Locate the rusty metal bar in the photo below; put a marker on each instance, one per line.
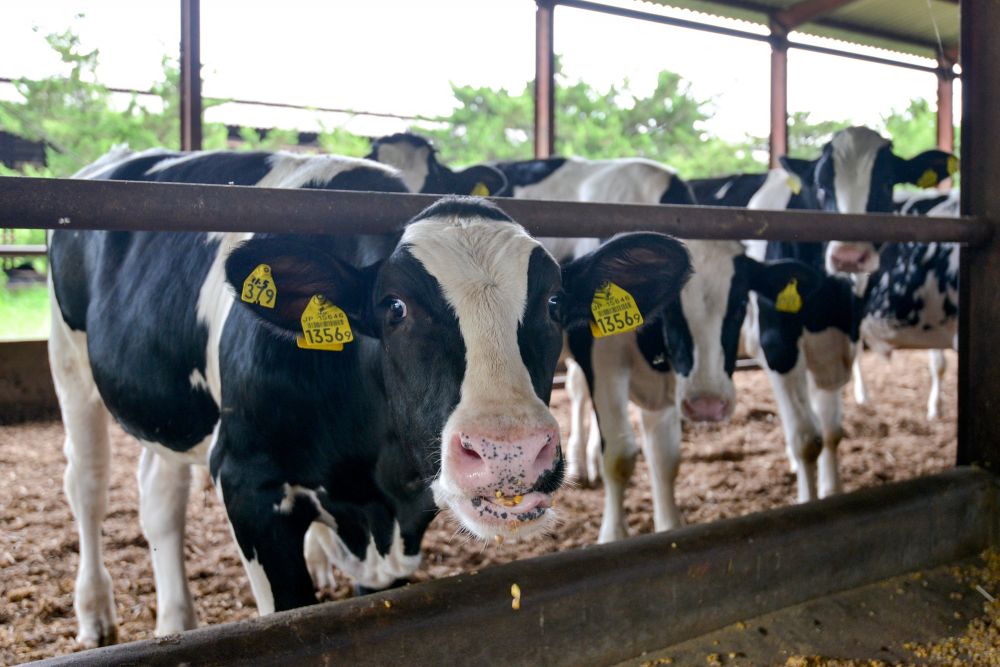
(545, 79)
(23, 250)
(978, 361)
(609, 603)
(191, 107)
(778, 137)
(41, 203)
(743, 34)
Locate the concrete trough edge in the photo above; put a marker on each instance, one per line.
(607, 603)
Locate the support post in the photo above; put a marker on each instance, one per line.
(945, 103)
(545, 85)
(190, 75)
(978, 362)
(778, 142)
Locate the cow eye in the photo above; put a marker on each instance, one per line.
(396, 309)
(555, 307)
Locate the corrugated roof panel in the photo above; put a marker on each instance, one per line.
(904, 26)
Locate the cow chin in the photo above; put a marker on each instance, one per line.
(503, 519)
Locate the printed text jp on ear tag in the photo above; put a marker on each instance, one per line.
(324, 326)
(259, 287)
(614, 311)
(789, 300)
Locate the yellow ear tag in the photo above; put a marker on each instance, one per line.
(324, 326)
(788, 300)
(259, 287)
(614, 311)
(928, 179)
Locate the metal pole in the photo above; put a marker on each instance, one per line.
(545, 84)
(778, 142)
(190, 75)
(978, 361)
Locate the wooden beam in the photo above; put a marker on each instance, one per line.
(808, 10)
(979, 315)
(545, 85)
(191, 106)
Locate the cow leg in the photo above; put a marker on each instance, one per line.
(828, 406)
(611, 387)
(861, 396)
(938, 364)
(163, 494)
(661, 433)
(802, 438)
(576, 453)
(88, 468)
(270, 528)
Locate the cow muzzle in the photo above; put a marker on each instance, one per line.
(851, 257)
(502, 485)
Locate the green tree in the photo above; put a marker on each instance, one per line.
(667, 126)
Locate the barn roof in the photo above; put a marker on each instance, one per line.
(904, 26)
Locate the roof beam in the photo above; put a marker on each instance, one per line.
(806, 11)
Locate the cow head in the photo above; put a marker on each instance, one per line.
(703, 326)
(464, 323)
(856, 173)
(416, 159)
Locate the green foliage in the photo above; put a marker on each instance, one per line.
(666, 126)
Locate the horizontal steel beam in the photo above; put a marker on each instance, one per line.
(22, 250)
(611, 602)
(121, 205)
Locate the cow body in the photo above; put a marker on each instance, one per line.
(677, 367)
(437, 398)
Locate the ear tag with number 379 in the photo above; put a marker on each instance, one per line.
(614, 311)
(789, 300)
(324, 326)
(259, 287)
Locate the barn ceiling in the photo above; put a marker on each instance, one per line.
(903, 26)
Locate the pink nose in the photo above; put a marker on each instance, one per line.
(483, 465)
(706, 409)
(850, 260)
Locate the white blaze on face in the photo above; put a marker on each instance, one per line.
(704, 301)
(482, 267)
(409, 159)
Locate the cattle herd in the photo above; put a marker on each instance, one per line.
(342, 390)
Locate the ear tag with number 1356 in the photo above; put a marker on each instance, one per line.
(614, 311)
(324, 326)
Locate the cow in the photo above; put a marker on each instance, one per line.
(677, 367)
(361, 382)
(911, 300)
(809, 363)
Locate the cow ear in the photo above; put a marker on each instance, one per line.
(276, 277)
(787, 284)
(480, 180)
(927, 169)
(651, 267)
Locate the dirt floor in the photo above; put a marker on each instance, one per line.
(727, 471)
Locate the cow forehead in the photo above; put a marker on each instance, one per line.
(481, 264)
(853, 152)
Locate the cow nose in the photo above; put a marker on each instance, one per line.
(483, 465)
(706, 409)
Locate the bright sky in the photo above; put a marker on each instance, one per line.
(398, 56)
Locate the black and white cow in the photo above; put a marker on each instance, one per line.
(440, 344)
(911, 300)
(679, 366)
(855, 173)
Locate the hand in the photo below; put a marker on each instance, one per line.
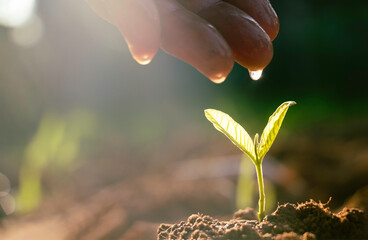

.....

Set the pictures aside and repeat only the lines from the one containing "Locate the bright" through the last line of the entries above, exactly as they stand.

- Completed exercise
Locate the bright sky in the photo above; put a marker on each instance, one per line.
(398, 56)
Locate the black and white cow in the photo above; put a marker on each instance, one per line.
(440, 344)
(911, 300)
(679, 366)
(855, 173)
Locate the hand in the photo below; put a marker on each instance, one per line.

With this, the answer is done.